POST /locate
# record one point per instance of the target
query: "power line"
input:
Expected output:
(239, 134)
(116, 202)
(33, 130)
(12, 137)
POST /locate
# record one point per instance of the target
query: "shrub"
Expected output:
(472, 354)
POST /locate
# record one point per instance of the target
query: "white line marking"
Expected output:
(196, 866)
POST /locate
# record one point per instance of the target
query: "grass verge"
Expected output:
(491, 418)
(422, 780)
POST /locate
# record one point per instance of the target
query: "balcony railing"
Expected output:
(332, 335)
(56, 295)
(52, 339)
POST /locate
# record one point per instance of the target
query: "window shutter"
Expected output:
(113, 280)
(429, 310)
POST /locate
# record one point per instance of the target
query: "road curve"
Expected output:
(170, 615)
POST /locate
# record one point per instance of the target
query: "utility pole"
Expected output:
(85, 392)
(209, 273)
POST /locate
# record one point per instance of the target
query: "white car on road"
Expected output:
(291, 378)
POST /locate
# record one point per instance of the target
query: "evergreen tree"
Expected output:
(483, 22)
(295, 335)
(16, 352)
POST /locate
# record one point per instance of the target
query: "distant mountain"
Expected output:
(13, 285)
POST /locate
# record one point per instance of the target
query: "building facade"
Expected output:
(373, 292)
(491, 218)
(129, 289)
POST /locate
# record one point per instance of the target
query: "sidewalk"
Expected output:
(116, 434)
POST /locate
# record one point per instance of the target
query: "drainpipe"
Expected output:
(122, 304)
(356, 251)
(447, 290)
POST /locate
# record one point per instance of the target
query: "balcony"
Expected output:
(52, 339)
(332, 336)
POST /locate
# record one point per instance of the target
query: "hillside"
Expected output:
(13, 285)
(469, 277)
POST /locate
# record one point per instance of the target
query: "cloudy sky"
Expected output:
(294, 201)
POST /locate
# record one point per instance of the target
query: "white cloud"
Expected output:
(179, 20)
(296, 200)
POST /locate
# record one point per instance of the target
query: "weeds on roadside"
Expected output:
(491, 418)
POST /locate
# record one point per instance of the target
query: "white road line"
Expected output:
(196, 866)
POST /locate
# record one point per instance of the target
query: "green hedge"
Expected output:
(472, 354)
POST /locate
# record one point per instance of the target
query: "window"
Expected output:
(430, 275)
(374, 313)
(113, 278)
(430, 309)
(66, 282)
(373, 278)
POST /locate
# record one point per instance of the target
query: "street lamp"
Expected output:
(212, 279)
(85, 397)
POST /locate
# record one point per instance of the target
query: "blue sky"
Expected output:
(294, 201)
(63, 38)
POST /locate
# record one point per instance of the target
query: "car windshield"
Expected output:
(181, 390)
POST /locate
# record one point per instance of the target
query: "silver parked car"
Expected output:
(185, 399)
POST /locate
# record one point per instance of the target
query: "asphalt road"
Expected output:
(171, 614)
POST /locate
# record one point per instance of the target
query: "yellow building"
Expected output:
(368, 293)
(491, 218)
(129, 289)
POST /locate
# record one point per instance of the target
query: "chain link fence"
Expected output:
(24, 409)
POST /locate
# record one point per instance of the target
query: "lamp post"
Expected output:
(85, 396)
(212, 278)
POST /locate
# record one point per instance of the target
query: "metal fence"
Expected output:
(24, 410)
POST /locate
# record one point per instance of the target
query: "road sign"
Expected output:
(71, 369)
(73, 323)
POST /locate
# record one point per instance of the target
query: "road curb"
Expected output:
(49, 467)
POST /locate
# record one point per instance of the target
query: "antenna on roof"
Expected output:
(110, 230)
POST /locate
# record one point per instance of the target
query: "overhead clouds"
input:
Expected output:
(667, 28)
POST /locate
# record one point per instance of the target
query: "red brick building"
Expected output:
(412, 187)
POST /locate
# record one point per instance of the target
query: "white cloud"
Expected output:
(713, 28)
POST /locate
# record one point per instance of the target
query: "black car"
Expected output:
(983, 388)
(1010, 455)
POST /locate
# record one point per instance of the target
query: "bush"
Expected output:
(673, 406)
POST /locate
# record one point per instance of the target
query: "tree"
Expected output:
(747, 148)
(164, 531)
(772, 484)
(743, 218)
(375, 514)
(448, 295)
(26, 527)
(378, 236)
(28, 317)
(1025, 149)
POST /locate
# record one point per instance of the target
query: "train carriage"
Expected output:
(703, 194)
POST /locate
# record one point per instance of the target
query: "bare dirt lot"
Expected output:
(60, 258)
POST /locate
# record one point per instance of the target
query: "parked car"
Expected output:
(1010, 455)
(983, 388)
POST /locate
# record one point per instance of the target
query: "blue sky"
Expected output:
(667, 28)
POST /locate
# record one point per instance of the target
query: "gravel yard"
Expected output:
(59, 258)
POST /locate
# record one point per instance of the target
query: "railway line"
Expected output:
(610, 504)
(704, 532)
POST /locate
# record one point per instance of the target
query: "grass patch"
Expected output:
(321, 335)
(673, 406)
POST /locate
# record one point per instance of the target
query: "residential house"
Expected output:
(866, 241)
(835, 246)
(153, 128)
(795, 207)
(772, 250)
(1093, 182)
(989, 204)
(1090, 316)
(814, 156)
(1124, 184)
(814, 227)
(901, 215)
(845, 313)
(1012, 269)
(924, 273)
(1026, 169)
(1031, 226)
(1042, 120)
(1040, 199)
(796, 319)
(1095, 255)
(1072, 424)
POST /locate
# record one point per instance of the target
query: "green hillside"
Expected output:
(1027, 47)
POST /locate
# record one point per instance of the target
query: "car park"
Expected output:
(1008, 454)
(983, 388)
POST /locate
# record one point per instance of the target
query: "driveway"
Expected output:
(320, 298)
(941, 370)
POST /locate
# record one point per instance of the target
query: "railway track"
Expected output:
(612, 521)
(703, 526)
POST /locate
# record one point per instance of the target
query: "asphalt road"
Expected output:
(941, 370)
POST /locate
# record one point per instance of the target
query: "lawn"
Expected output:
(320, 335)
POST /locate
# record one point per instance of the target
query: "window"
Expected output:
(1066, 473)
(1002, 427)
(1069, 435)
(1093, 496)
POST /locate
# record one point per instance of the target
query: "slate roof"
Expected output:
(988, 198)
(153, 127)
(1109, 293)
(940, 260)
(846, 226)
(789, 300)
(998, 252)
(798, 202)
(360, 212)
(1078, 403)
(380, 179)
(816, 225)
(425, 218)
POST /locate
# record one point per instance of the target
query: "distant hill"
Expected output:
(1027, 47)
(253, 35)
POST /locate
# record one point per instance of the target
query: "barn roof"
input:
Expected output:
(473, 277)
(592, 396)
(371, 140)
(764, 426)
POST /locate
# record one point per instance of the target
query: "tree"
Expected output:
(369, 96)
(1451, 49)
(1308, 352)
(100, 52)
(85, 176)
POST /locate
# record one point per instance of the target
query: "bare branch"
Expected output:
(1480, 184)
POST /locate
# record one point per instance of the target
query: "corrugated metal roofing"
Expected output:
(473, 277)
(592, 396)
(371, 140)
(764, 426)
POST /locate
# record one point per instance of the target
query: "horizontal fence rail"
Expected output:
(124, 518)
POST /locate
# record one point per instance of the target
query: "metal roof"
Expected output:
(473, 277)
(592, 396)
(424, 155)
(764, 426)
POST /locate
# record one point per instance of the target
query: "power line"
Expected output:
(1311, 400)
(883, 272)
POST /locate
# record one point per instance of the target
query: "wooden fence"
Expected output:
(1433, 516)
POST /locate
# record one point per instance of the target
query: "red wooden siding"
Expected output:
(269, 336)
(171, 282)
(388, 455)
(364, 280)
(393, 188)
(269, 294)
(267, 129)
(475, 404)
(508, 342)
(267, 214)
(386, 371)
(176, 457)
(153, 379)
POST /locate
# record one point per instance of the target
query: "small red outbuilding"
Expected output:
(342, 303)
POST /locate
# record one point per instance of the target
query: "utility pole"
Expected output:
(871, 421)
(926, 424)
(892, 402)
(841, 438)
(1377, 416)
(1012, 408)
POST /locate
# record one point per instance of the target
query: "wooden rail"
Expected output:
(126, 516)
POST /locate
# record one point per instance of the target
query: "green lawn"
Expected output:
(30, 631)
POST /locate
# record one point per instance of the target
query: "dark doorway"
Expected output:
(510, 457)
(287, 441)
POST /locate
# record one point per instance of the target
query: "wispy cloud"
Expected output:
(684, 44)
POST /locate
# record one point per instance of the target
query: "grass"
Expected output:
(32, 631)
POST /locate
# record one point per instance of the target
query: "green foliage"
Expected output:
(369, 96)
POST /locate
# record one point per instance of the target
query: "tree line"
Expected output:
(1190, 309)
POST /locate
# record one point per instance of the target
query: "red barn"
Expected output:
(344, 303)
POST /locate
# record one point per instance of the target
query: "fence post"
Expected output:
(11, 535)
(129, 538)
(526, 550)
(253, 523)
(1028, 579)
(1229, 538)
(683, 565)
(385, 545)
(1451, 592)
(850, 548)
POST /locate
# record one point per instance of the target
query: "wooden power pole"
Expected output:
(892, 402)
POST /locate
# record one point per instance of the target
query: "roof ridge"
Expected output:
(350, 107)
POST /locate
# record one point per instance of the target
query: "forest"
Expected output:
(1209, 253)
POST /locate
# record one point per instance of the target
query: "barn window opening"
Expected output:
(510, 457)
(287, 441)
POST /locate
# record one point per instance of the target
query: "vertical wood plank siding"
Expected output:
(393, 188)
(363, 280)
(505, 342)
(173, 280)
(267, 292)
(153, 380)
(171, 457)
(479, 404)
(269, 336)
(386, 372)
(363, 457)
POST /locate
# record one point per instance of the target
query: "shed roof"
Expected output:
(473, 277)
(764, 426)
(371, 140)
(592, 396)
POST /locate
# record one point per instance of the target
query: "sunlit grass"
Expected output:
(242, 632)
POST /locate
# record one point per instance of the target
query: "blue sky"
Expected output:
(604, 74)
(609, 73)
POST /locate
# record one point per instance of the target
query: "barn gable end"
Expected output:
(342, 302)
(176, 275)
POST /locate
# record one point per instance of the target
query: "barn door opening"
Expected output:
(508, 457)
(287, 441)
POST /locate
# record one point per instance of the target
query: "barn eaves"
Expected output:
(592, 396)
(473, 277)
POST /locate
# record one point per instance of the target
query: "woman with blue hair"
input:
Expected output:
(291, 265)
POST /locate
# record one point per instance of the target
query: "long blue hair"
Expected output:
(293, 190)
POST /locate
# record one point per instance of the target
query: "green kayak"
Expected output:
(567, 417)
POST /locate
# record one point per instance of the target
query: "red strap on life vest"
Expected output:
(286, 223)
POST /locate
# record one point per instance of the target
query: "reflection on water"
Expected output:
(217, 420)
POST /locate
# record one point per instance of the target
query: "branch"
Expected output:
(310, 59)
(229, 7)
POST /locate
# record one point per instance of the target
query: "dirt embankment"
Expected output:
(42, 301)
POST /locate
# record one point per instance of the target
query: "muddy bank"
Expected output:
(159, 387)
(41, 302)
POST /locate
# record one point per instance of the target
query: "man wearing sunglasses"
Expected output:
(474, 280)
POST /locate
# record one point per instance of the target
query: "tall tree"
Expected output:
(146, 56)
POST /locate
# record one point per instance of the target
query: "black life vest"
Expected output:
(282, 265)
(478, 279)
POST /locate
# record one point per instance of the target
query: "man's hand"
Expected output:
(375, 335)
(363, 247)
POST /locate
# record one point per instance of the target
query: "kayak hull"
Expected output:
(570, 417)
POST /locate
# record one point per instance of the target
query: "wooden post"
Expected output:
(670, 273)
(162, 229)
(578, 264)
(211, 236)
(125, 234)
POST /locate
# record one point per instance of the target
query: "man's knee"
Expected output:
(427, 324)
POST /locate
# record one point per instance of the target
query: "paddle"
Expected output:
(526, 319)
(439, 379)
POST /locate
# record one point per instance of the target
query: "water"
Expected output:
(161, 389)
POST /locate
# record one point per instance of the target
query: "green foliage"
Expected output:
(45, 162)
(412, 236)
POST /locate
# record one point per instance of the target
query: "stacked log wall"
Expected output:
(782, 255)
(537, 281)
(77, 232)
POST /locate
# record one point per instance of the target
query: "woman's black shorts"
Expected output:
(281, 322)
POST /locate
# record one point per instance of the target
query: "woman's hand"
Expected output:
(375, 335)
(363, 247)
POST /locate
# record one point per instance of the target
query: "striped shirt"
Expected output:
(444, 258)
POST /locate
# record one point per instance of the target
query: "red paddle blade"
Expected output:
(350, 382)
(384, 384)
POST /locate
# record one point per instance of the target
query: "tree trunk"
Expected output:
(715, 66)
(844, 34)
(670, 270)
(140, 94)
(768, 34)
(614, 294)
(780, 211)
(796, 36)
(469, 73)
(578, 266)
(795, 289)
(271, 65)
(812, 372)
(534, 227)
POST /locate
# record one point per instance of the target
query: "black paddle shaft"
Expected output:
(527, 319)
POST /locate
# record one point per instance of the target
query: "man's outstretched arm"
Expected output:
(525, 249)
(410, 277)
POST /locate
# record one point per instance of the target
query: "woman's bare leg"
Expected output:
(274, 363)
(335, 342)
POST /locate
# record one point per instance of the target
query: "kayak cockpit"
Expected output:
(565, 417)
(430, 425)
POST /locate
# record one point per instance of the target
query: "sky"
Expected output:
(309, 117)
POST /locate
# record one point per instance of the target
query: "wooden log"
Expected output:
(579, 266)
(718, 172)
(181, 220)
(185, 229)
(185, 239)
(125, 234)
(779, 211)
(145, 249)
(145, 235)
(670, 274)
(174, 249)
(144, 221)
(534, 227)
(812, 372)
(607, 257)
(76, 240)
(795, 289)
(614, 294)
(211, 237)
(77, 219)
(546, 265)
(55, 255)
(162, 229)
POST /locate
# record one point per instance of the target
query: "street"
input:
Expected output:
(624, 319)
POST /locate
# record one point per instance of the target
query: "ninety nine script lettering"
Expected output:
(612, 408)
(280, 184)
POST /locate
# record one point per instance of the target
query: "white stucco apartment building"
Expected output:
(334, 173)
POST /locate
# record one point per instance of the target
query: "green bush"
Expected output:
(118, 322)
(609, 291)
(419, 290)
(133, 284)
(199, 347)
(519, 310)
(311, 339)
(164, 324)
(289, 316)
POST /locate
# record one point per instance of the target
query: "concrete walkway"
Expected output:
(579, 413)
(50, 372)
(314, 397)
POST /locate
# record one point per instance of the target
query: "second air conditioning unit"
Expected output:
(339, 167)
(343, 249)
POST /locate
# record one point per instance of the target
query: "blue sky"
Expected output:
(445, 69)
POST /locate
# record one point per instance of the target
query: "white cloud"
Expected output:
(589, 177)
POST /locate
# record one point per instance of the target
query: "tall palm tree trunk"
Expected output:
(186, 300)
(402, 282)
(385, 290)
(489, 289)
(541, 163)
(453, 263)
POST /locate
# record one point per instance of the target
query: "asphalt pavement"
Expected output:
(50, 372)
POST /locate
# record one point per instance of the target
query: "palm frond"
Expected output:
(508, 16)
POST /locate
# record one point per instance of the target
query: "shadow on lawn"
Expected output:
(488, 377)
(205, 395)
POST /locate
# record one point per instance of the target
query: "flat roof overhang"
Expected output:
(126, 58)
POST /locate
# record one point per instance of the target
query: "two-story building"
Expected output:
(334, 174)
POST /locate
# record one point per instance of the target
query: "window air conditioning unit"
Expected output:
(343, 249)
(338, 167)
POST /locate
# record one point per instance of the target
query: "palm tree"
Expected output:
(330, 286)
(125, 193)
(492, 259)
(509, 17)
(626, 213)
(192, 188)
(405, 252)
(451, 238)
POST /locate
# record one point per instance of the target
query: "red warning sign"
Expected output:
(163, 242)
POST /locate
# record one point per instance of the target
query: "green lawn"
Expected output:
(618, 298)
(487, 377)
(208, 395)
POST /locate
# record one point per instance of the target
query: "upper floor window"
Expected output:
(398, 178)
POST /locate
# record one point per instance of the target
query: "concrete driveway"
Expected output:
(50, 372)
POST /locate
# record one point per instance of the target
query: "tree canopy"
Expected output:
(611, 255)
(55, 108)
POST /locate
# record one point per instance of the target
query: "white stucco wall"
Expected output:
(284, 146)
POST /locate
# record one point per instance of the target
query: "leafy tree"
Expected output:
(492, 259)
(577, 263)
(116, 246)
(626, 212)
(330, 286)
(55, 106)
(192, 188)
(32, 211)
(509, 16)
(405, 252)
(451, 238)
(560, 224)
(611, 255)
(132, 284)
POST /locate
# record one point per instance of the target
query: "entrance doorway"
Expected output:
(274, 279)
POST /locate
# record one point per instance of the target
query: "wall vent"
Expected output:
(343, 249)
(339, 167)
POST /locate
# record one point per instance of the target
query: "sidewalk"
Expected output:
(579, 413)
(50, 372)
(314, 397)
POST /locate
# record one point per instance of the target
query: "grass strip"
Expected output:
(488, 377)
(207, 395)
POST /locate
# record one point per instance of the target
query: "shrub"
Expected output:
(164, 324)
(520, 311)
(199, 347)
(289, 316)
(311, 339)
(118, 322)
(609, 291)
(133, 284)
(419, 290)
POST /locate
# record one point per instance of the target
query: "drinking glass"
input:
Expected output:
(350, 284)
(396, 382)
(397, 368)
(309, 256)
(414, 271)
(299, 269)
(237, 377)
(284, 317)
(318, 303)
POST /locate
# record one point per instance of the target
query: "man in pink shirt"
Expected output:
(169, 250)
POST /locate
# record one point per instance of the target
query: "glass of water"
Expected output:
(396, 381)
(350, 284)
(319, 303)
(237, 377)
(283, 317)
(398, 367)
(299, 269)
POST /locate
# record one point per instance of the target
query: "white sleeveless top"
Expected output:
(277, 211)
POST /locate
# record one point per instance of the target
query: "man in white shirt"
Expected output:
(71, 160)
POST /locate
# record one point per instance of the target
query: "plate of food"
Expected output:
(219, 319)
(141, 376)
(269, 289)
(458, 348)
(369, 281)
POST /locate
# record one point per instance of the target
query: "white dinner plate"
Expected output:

* [Requirements] Count the lines in the listing above that contain the string "lawn", with case counting, and reply with only that number.

* [Answer for this exercise] 4